The problem >>
Answer with a number only: how many lines of the entries below contain the word "snow"?

Study material >>

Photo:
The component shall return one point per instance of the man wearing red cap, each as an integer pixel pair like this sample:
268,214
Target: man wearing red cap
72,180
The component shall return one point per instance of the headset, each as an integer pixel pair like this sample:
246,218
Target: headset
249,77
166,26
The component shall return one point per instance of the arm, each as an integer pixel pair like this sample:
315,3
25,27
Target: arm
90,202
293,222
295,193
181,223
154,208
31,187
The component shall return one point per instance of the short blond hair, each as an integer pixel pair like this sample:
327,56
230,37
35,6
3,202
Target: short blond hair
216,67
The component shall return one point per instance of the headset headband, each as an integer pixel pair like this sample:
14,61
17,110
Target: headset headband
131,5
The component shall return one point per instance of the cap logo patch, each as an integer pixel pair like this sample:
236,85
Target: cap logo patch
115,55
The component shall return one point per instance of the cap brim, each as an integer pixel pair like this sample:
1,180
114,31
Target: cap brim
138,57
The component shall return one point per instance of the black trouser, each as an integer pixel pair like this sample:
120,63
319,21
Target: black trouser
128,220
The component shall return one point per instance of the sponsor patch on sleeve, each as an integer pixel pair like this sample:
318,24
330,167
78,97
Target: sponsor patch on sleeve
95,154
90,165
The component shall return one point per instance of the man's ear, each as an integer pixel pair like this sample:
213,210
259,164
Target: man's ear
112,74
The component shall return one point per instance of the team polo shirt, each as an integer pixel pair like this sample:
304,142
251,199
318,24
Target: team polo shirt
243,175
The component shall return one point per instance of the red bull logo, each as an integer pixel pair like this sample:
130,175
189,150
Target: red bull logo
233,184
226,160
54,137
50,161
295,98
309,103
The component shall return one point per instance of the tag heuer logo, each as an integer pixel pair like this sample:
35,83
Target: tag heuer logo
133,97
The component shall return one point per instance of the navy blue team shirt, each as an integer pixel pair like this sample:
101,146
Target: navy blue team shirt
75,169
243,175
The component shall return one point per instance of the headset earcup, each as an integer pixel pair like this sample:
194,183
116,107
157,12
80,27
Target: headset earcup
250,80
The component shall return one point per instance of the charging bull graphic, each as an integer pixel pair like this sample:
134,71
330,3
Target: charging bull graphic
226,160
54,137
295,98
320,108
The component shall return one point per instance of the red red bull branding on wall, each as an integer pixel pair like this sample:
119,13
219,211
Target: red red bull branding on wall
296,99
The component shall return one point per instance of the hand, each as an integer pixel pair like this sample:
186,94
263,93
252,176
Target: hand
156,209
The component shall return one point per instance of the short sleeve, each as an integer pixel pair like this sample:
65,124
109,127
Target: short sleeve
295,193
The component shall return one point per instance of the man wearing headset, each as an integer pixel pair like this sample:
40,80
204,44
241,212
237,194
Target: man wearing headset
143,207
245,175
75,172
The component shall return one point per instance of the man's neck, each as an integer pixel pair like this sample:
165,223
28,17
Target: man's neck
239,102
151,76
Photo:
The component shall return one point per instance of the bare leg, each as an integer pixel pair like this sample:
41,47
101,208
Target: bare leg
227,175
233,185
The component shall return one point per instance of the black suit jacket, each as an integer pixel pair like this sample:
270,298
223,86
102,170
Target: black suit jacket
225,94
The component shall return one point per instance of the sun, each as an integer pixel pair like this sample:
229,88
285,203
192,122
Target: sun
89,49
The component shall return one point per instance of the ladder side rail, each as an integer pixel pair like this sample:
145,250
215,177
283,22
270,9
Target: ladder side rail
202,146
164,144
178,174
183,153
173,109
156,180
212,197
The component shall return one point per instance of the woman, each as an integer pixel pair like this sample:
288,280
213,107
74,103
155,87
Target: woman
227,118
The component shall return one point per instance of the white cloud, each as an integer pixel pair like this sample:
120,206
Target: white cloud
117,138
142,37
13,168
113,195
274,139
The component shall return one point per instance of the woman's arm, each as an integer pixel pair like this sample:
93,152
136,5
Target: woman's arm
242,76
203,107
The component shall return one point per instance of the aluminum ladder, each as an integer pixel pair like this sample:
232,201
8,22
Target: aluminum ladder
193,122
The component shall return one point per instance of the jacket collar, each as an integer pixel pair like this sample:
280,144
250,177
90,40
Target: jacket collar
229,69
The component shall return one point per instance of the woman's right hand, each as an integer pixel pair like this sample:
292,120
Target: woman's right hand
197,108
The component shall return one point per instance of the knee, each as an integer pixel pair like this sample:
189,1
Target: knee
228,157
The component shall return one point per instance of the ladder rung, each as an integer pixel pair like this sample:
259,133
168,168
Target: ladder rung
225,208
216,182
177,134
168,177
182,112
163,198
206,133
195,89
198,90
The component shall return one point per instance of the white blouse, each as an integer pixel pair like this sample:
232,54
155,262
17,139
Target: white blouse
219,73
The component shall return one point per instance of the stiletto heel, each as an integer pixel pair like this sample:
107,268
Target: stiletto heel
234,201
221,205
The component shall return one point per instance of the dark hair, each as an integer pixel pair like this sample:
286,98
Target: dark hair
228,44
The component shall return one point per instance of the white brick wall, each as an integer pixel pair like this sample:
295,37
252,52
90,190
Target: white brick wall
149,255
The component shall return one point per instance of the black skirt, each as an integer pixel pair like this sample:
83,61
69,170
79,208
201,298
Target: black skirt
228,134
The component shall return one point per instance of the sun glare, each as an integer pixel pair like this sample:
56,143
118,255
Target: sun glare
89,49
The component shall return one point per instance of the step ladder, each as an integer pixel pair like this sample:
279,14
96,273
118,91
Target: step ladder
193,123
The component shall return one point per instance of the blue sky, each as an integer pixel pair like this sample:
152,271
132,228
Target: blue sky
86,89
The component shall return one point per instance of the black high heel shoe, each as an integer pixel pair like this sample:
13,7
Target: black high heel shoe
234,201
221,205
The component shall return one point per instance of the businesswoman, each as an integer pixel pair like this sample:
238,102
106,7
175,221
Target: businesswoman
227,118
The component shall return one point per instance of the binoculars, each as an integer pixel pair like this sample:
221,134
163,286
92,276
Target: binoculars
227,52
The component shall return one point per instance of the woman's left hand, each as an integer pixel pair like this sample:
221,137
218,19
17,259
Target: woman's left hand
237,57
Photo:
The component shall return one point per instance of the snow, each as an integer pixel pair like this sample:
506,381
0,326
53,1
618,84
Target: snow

Your solution >>
2